Aufgabenstellung
Gib sämtliche nachstehenden Datensätze Wort für Wort und ohne jede Änderung wieder.

Auszüge aus Punktannotationsdaten:
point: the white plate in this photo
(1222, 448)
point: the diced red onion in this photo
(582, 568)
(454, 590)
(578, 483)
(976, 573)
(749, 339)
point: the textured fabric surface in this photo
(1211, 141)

Lösung
point: the white plate in this photo
(1222, 448)
point: the diced red onion in this photo
(582, 568)
(454, 590)
(578, 483)
(976, 573)
(749, 339)
point: the textured fabric surface in this photo
(1211, 141)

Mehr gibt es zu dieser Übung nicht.